--- Prompt ---
Swap "innermost point" for "most central point" everywhere in the lines below, leave all other text unchanged, and omit the pictures from your reproduction.
━━━━━ Dataset entries ━━━━━
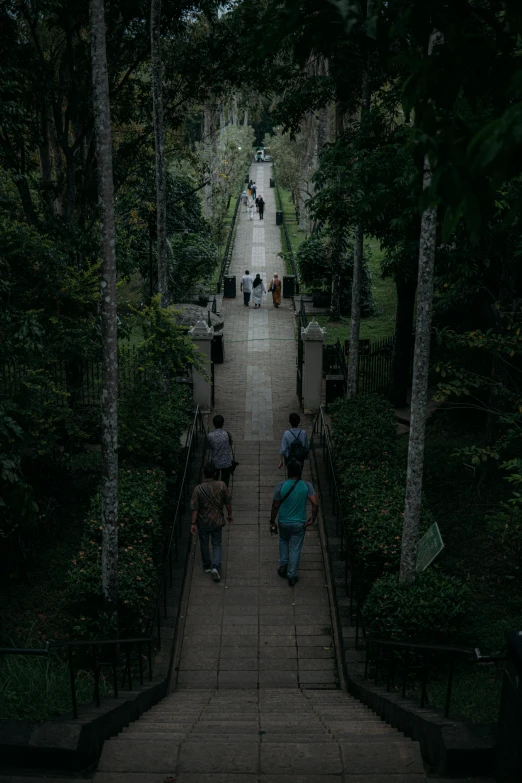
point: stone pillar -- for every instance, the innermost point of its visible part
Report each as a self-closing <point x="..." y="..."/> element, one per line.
<point x="313" y="338"/>
<point x="202" y="335"/>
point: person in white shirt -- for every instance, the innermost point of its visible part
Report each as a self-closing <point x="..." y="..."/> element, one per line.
<point x="246" y="287"/>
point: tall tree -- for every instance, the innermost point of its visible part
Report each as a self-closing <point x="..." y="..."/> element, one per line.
<point x="109" y="443"/>
<point x="358" y="260"/>
<point x="159" y="146"/>
<point x="421" y="367"/>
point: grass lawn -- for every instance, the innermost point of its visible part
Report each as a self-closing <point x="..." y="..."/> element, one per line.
<point x="382" y="323"/>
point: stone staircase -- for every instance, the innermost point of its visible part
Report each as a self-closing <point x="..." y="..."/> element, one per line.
<point x="274" y="735"/>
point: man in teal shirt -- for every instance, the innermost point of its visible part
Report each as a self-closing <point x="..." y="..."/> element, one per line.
<point x="289" y="500"/>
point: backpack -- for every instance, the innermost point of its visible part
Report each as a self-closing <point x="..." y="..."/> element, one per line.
<point x="297" y="450"/>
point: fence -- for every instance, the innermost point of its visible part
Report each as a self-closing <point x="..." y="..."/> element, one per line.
<point x="78" y="380"/>
<point x="125" y="657"/>
<point x="374" y="367"/>
<point x="227" y="255"/>
<point x="289" y="250"/>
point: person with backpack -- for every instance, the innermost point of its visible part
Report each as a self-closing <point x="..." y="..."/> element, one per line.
<point x="289" y="501"/>
<point x="208" y="519"/>
<point x="294" y="444"/>
<point x="220" y="443"/>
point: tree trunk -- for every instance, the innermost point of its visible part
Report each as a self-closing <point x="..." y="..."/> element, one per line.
<point x="419" y="390"/>
<point x="406" y="288"/>
<point x="159" y="147"/>
<point x="335" y="303"/>
<point x="355" y="317"/>
<point x="102" y="124"/>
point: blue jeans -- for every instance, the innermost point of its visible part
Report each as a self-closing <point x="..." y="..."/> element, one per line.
<point x="291" y="538"/>
<point x="216" y="535"/>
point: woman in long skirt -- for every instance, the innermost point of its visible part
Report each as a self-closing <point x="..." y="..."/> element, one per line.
<point x="258" y="290"/>
<point x="275" y="288"/>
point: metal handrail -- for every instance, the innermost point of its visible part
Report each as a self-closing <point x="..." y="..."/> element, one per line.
<point x="154" y="628"/>
<point x="225" y="263"/>
<point x="290" y="251"/>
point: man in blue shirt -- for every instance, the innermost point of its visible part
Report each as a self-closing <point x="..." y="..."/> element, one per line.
<point x="289" y="501"/>
<point x="295" y="442"/>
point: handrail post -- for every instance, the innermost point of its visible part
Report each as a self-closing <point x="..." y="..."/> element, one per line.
<point x="72" y="681"/>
━━━━━
--- Problem solution ---
point: stone pillar -- for every instance, the most central point of its visible part
Report each as a self-closing <point x="..." y="..."/> element, one per line.
<point x="313" y="338"/>
<point x="202" y="335"/>
point: person in white shirt -- for every instance, the most central point of its visible part
Report each as a self-closing <point x="..." y="..."/> element, one per line.
<point x="246" y="287"/>
point: tall tree -- for every instance, the most central point of its visible part
Report each as a self-closing <point x="..." y="..."/> element, one per line.
<point x="109" y="443"/>
<point x="358" y="260"/>
<point x="159" y="146"/>
<point x="421" y="367"/>
point: grass lawn -- for every instance, the most central point of its visible part
Report each as a self-closing <point x="..." y="..."/> element, one per line.
<point x="382" y="323"/>
point: stone staircase -- for every instance, the most central point of its visible part
Report each as a self-closing <point x="..." y="..."/> element, one per line.
<point x="274" y="735"/>
point: man in teal shirt -- for every instance, the most central point of its visible part
Report each as a self-closing <point x="..." y="..."/> element, one per line.
<point x="289" y="500"/>
point: backpack -- for every instance, the most central point of its visible part
Report each as a self-closing <point x="..." y="..."/> element, one per line.
<point x="297" y="450"/>
point: fence -- for every instance, the most central point of its visible part
Report each as a self-closing <point x="..." y="..."/> element, one per line.
<point x="78" y="380"/>
<point x="125" y="657"/>
<point x="374" y="367"/>
<point x="227" y="255"/>
<point x="289" y="250"/>
point: person with backpack -- for every instance, the most central point of its visible part
Report each as a self-closing <point x="..." y="..."/> element, one per line.
<point x="289" y="501"/>
<point x="208" y="519"/>
<point x="294" y="444"/>
<point x="220" y="443"/>
point: tree trunk -- for every instance, the most central point of its visible part
Report each as a self-closing <point x="..." y="..."/> element, one per line.
<point x="419" y="390"/>
<point x="406" y="288"/>
<point x="159" y="147"/>
<point x="335" y="303"/>
<point x="355" y="317"/>
<point x="102" y="124"/>
point: blue jeans -- for every instance, the most central point of its visible part
Report each as a self-closing <point x="..." y="..."/> element, one per line.
<point x="291" y="538"/>
<point x="216" y="535"/>
point: woman in long skirt -- for every instance, the most central point of its visible part
Report each as a self-closing <point x="..." y="..."/> element, one per line.
<point x="258" y="290"/>
<point x="275" y="288"/>
point: metal handrail -- for every instance, the most central point of its visible part
Report each as a self-closing <point x="..." y="..."/> element, one per line.
<point x="154" y="628"/>
<point x="225" y="263"/>
<point x="290" y="251"/>
point: man in blue shirt -- for every instance, the most central point of its visible part
Report each as a self-closing <point x="..." y="..."/> element, one per line.
<point x="289" y="501"/>
<point x="295" y="442"/>
point: handrail post -- for every instance, the most central point of its visible part
Report each as a self-closing <point x="..." y="..."/> element, one per line.
<point x="72" y="681"/>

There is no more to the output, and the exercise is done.